#### Data provided
<<<<
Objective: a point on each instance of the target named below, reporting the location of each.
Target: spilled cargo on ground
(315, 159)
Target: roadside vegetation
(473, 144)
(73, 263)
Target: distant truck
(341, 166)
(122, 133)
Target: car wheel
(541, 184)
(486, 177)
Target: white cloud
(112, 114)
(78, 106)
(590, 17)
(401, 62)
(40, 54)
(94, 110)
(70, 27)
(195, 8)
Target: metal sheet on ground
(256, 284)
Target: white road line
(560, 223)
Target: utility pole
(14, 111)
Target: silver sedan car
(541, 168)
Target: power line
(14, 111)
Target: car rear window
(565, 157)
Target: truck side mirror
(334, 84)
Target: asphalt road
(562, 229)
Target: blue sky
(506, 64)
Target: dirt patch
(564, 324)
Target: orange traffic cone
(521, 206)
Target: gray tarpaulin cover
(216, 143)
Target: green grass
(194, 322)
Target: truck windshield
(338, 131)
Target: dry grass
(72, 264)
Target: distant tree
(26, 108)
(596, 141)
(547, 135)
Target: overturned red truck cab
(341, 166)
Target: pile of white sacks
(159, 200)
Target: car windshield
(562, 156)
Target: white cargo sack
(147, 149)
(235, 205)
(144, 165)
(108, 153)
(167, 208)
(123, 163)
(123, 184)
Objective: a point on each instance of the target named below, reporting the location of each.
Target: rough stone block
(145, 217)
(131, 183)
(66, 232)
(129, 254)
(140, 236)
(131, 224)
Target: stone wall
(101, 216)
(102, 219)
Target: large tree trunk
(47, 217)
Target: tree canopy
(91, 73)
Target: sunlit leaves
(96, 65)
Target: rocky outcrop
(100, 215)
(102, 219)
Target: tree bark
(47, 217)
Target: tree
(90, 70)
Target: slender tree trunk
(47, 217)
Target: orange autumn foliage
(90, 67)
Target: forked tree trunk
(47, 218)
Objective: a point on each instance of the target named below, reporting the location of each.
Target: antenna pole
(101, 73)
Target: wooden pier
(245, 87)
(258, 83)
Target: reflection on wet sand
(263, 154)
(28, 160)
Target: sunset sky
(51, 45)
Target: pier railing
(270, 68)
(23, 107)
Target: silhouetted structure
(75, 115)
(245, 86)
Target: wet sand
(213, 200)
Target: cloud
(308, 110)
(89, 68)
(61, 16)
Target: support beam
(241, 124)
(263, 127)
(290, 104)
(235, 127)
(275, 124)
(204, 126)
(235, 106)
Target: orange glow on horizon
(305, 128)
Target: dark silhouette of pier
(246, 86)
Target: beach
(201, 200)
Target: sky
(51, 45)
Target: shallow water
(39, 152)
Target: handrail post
>>>>
<<<<
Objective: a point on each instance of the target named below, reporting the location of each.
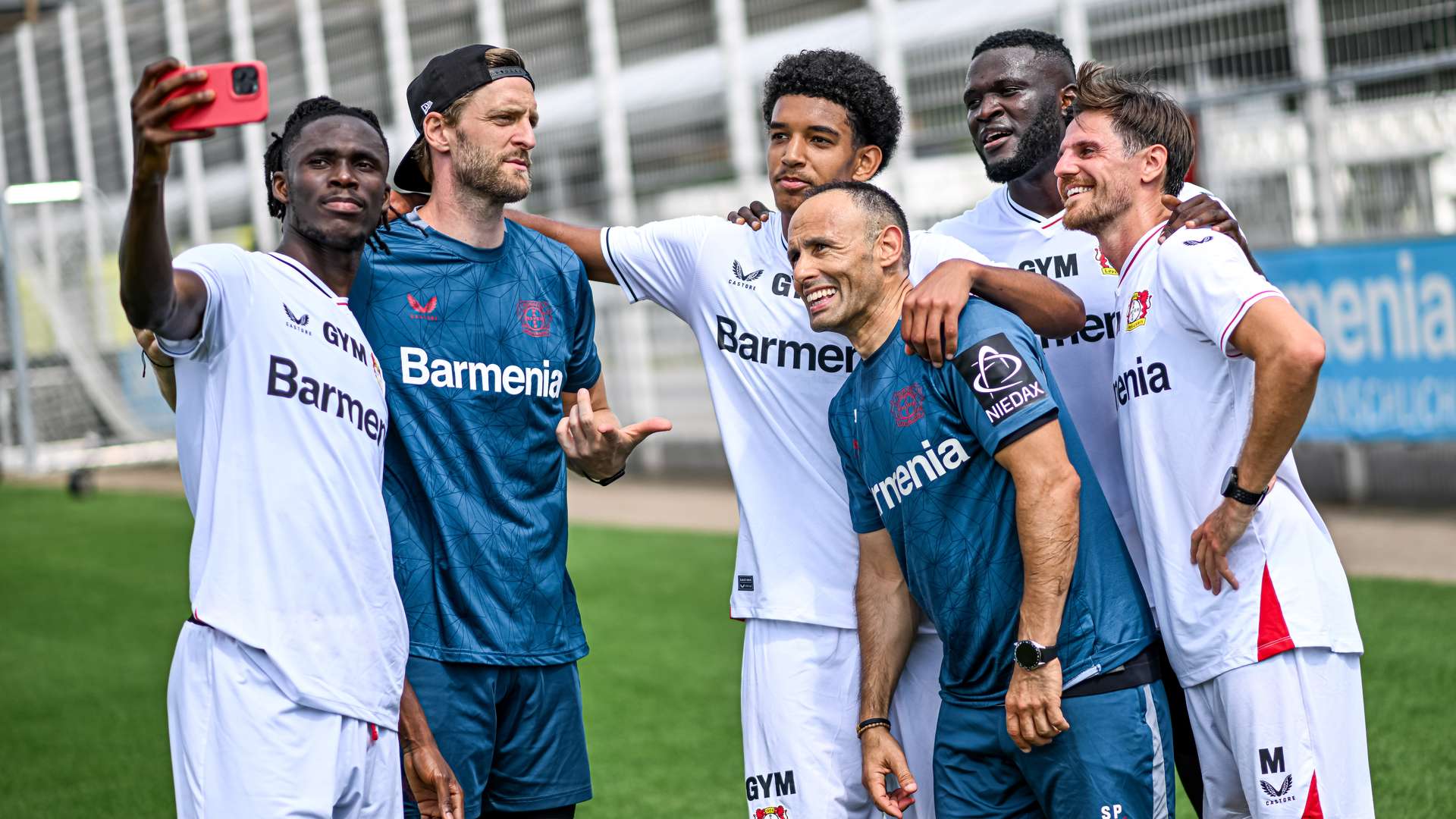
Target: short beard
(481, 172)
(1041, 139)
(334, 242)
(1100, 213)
>>>>
#### Task directions
Return, word for word, the lines of the data above from the line with "Target: antenna pole" through the line with "Target: handrail post", inclusive.

#### Result
Target: antenna pole
(101, 73)
Target: wooden pier
(245, 87)
(258, 83)
Target: reflection on wet sand
(263, 154)
(28, 160)
Target: sunset sky
(51, 45)
Target: pier railing
(270, 68)
(23, 107)
Target: silhouetted structure
(75, 115)
(245, 86)
Target: wet sand
(213, 200)
Target: cloud
(308, 110)
(89, 68)
(61, 16)
Target: support beam
(241, 124)
(263, 127)
(290, 104)
(235, 127)
(275, 124)
(204, 126)
(235, 106)
Target: orange glow on horizon
(305, 128)
Target: dark silhouette of pier
(246, 86)
Target: beach
(201, 200)
Target: sky
(51, 45)
Target: shallow water
(39, 152)
Target: handrail post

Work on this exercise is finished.